→ Exercise objective
Somewhere below is a line with "point(785, 139)" and, later, a line with "Target: flowerpot"; repeat those two lines and all the lines between them, exactly as they are.
****************************************
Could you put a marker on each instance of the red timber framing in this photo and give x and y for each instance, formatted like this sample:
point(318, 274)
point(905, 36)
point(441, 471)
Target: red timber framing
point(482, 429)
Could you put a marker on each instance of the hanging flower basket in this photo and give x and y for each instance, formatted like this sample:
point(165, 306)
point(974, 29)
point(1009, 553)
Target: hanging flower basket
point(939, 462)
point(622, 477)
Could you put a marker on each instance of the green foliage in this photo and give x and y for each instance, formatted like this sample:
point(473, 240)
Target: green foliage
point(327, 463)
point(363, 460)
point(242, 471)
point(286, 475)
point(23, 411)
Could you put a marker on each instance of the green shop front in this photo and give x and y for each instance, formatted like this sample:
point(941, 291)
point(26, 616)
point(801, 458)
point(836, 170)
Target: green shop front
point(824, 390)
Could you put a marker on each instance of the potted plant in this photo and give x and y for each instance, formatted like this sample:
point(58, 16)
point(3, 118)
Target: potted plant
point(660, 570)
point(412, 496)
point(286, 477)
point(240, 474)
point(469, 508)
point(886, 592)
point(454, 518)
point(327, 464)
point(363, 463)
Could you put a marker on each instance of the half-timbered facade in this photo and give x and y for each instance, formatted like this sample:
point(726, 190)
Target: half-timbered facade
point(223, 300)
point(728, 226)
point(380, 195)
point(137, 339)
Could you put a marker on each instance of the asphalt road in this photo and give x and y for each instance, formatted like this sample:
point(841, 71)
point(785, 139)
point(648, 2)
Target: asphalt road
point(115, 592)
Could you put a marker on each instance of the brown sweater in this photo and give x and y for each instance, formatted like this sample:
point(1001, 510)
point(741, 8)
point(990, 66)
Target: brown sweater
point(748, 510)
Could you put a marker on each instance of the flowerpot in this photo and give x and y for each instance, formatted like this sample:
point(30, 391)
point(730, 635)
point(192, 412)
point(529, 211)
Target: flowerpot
****************************************
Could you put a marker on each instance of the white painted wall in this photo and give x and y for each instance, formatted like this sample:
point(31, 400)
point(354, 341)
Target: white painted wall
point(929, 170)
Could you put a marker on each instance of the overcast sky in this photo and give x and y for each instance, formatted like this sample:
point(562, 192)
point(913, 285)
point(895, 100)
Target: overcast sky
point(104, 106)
****************************************
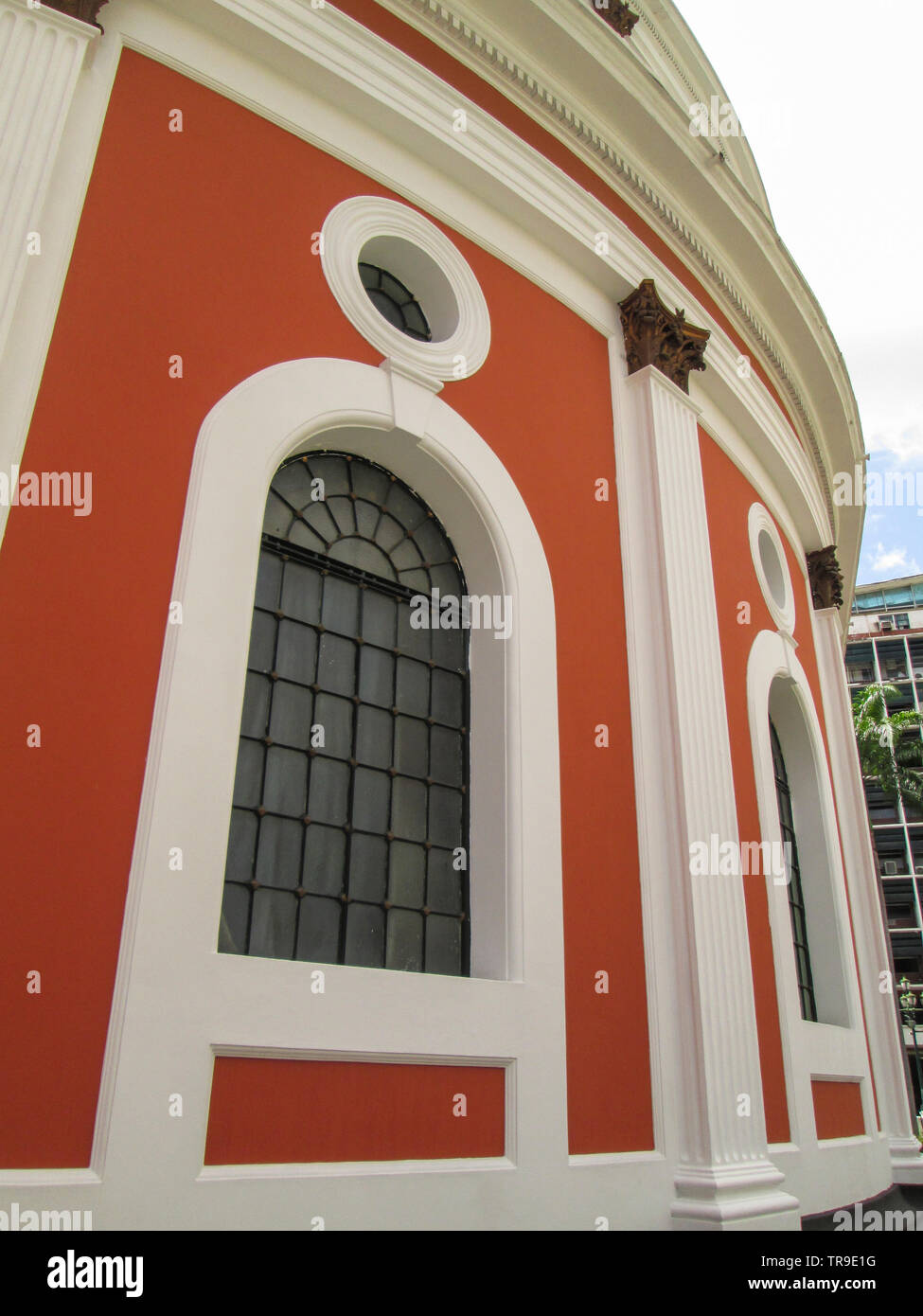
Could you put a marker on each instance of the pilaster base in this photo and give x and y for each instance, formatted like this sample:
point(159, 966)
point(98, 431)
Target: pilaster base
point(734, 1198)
****************************************
→ Response area
point(785, 139)
point(648, 2)
Target: asphalt road
point(115, 592)
Could you put a marker on each instance of the brown sweater in this photo and give x and y for each instance, formatted like this sample:
point(1001, 510)
point(741, 8)
point(990, 66)
Target: brown sweater
point(748, 510)
Could you put a marker on each instance of the flowerpot in this photo and give x and y for each instance, formatted like this sample:
point(30, 391)
point(730, 635)
point(192, 412)
point(529, 211)
Target: flowerpot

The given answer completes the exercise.